Dataset excerpt:
━━━━━━━━━━━━━━━━━━━━━━━━━━━━━━
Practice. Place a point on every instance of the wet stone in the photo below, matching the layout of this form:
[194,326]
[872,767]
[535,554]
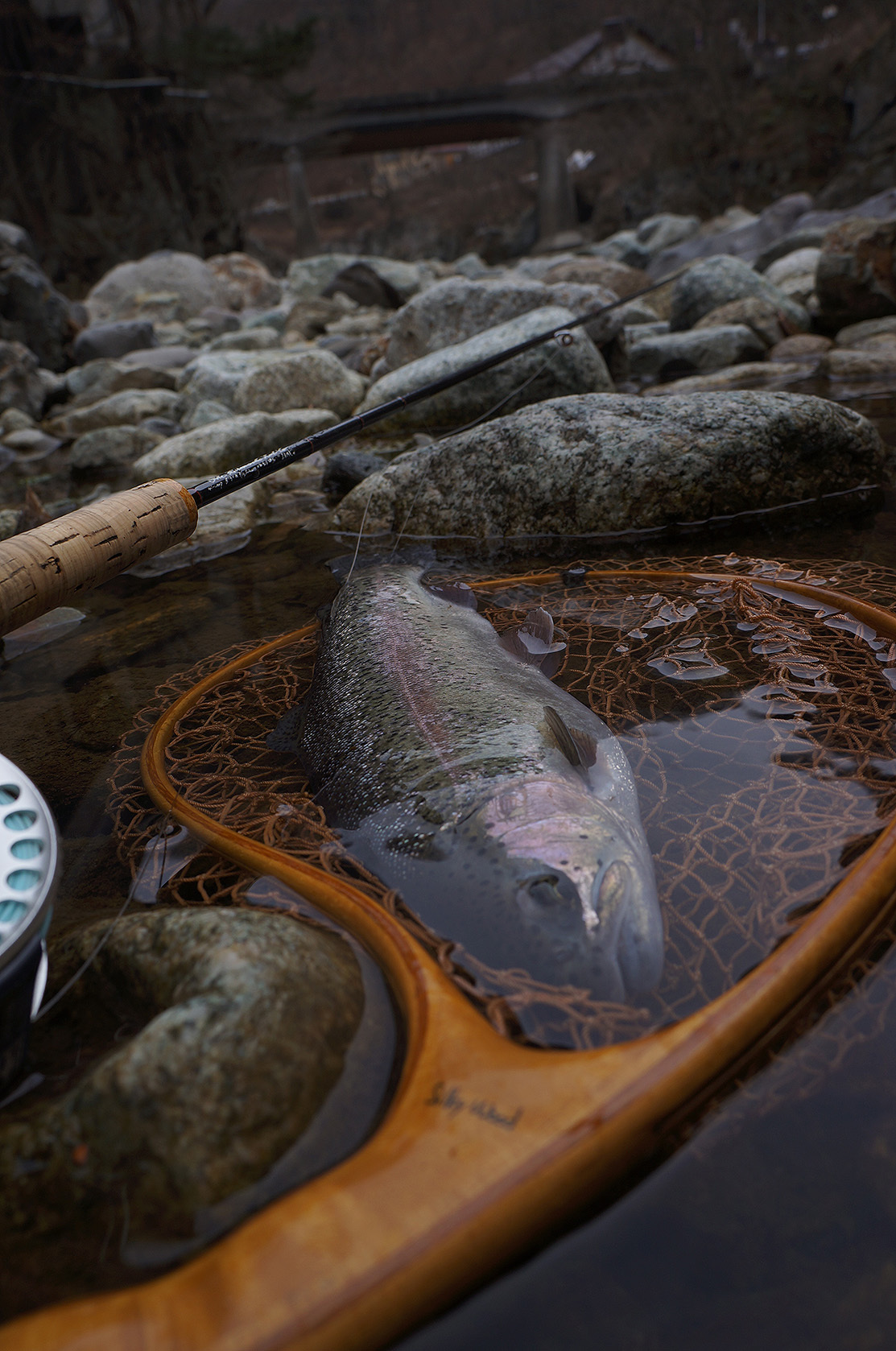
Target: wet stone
[248,1019]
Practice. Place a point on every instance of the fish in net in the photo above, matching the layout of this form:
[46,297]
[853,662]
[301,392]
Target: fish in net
[758,729]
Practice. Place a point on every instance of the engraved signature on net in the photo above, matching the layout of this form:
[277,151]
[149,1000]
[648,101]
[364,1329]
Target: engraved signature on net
[452,1101]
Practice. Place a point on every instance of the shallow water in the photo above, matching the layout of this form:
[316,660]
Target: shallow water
[782,1201]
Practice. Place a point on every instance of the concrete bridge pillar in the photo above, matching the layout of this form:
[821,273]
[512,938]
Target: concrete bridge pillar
[555,200]
[300,215]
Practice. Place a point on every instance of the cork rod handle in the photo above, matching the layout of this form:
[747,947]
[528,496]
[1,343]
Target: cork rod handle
[53,564]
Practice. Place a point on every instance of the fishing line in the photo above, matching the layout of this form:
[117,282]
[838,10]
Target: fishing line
[101,944]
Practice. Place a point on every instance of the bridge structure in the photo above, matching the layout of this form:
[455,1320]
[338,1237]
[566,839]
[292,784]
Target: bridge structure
[535,109]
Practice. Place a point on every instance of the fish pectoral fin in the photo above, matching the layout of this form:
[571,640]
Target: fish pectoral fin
[534,643]
[288,731]
[579,747]
[456,593]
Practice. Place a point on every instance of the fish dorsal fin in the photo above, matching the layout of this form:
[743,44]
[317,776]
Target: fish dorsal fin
[534,643]
[457,593]
[579,747]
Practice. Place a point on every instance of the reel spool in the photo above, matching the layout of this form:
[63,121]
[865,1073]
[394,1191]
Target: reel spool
[29,868]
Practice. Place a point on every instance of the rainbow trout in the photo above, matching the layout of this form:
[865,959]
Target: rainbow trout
[499,807]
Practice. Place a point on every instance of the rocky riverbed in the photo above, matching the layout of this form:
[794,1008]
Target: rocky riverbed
[179,366]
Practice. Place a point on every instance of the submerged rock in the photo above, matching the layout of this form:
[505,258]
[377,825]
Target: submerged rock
[613,462]
[543,372]
[250,1016]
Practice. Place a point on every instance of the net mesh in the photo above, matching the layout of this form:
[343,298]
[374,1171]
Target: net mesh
[758,729]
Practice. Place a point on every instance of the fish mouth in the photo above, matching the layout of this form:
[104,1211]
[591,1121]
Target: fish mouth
[585,884]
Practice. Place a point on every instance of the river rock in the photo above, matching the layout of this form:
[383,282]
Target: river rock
[613,462]
[111,448]
[229,442]
[795,275]
[184,279]
[664,231]
[250,1016]
[204,412]
[248,281]
[599,272]
[33,311]
[846,365]
[808,348]
[541,373]
[22,384]
[856,275]
[311,378]
[113,341]
[126,408]
[742,241]
[346,469]
[310,277]
[246,340]
[799,239]
[669,356]
[721,280]
[622,247]
[856,334]
[748,374]
[457,308]
[757,312]
[103,378]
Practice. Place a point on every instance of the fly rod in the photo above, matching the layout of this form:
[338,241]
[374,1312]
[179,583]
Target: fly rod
[53,564]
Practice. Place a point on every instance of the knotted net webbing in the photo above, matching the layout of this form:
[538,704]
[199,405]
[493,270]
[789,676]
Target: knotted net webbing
[758,729]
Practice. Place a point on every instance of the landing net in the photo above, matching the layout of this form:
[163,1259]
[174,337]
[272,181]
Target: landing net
[760,733]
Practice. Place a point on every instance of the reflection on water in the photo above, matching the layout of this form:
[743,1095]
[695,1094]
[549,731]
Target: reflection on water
[790,1213]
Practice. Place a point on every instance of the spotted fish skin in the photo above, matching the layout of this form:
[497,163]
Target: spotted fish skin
[448,767]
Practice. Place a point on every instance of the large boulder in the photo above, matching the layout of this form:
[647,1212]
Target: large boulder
[721,280]
[33,311]
[543,372]
[248,1022]
[311,378]
[672,356]
[458,308]
[856,273]
[191,281]
[229,442]
[613,462]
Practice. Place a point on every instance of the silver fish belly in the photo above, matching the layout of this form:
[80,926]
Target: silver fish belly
[500,808]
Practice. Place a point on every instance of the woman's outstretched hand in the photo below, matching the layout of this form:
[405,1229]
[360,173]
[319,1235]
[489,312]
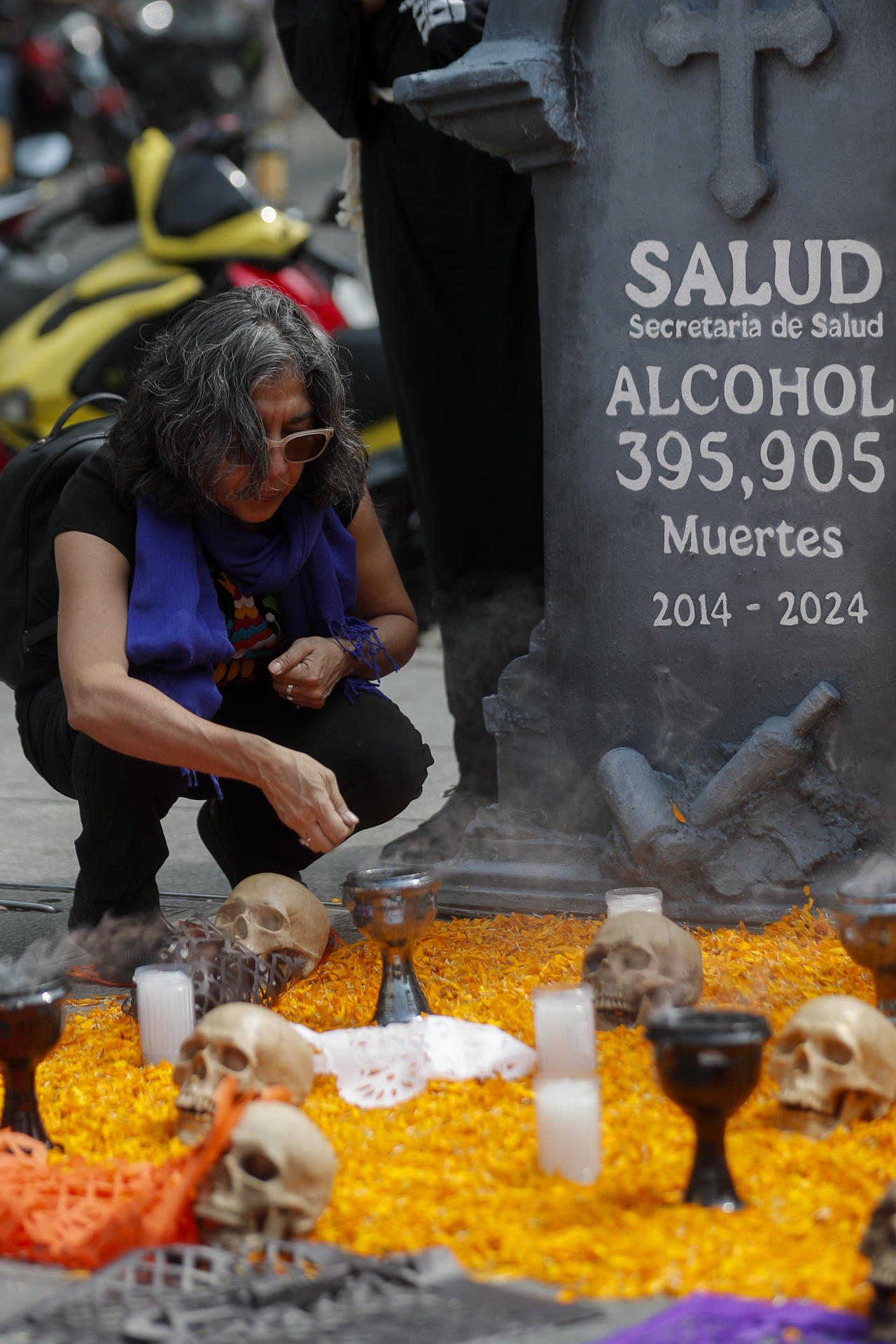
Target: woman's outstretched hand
[305,797]
[309,670]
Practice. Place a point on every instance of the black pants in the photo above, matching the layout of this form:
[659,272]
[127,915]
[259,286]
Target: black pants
[375,753]
[450,238]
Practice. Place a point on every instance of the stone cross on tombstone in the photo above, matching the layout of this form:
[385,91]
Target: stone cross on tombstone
[736,31]
[710,705]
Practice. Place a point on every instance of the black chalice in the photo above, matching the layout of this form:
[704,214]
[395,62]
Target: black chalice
[30,1026]
[393,907]
[868,933]
[708,1063]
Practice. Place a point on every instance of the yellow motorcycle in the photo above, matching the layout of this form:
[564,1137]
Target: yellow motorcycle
[202,227]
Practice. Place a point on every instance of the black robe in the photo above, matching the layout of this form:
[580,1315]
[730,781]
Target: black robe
[450,242]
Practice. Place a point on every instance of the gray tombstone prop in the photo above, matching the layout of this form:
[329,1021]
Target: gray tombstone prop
[708,706]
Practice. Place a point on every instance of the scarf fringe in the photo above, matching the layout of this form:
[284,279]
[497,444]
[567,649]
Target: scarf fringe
[363,643]
[192,781]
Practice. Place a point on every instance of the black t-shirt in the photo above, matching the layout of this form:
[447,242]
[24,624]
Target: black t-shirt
[89,504]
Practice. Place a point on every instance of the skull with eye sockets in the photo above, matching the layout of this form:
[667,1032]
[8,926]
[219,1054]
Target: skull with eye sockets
[245,1042]
[273,1183]
[272,913]
[640,962]
[836,1057]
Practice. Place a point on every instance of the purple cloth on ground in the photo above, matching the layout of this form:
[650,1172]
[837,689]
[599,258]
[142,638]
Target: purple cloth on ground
[176,632]
[716,1319]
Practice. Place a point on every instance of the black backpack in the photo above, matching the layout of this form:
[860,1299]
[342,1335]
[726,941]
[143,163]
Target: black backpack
[30,488]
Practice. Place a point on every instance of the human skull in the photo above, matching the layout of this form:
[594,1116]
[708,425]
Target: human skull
[638,962]
[879,1242]
[837,1057]
[245,1042]
[273,1183]
[272,913]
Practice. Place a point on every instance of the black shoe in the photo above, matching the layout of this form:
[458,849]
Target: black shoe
[118,944]
[440,838]
[213,835]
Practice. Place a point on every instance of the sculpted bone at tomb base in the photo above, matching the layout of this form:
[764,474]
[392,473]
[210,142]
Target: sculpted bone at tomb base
[640,962]
[837,1057]
[245,1042]
[273,1183]
[272,913]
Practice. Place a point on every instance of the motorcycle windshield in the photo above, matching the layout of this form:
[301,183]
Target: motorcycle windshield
[202,190]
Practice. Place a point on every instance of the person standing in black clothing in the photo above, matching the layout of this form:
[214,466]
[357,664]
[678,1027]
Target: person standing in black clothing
[450,241]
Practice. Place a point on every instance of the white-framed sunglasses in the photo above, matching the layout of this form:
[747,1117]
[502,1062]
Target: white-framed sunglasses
[305,445]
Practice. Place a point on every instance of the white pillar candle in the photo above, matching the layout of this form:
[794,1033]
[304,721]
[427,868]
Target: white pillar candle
[564,1037]
[624,899]
[166,1011]
[567,1116]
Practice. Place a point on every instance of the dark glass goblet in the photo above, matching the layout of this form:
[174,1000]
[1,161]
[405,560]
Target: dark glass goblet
[31,1023]
[708,1063]
[868,932]
[393,907]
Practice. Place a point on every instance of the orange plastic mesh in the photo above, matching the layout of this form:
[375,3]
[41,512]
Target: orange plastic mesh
[81,1215]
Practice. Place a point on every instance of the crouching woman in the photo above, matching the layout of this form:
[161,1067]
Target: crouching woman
[227,605]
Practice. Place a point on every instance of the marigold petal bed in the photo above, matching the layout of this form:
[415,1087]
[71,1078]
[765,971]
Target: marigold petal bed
[456,1166]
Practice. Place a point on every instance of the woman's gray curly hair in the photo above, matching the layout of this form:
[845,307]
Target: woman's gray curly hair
[190,414]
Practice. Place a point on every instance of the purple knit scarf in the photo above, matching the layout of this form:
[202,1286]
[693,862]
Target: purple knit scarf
[176,632]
━━━━━━━━━━━━━━━━━━━━━━━━━━━━━━
» TO BE DONE:
Your task is to write out the lines from the one with "Practice. Place a point on every instance of the motorcycle" through the end of the records, exactly and with nothing added.

» RIGHT ANSWER:
Practice. Place a point on every instance of the motorcycle windshield in the photo above, matching the layout of this form:
[301,183]
Target: motorcycle windshield
[202,190]
Practice. Place a point on every instance of the person standing in black clothing in the photo above, matching the layout of this form:
[214,466]
[357,664]
[678,1027]
Target: person standing in black clothing
[450,241]
Practice. Place a point on every instance of the white-framed sunglasses in the photo above, matching the layout of this form:
[747,1117]
[502,1062]
Target: white-framed sunglasses
[305,445]
Practice. Place a point on every instance of the white pillar candle in the photo above, matching the layout of this form:
[794,1033]
[304,721]
[427,868]
Target: white pillar candle
[564,1037]
[624,899]
[166,1011]
[567,1116]
Practice. Place a point on every instance of the dark glass goblet in the photo above, matching the layout of this form:
[174,1000]
[1,161]
[405,560]
Target: dark glass goblet
[31,1023]
[708,1063]
[868,932]
[393,907]
Practice. Place a point on every instance of the orange plastic mesh in the photo above, matching the layout of this form:
[375,3]
[41,512]
Target: orange plastic mesh
[81,1215]
Practice. Place a point on every instance of the crouching woman in the photo above, matching the layout of this form:
[161,1067]
Target: crouching woman
[227,605]
Practice. Place a point on every instance of the marigold petal bed in the photo above, matching the layout of this form:
[415,1087]
[71,1078]
[765,971]
Target: marigold petal bed
[456,1166]
Practice. Place a point on every instance of the woman's gray curly hair in the photo above, matching the layout of this form:
[845,307]
Target: woman's gray curly hair
[190,414]
Practice. Place a point on every instance of the purple knit scarf in the photo above, matching the layout of this form:
[202,1286]
[693,862]
Target: purple knit scarf
[176,632]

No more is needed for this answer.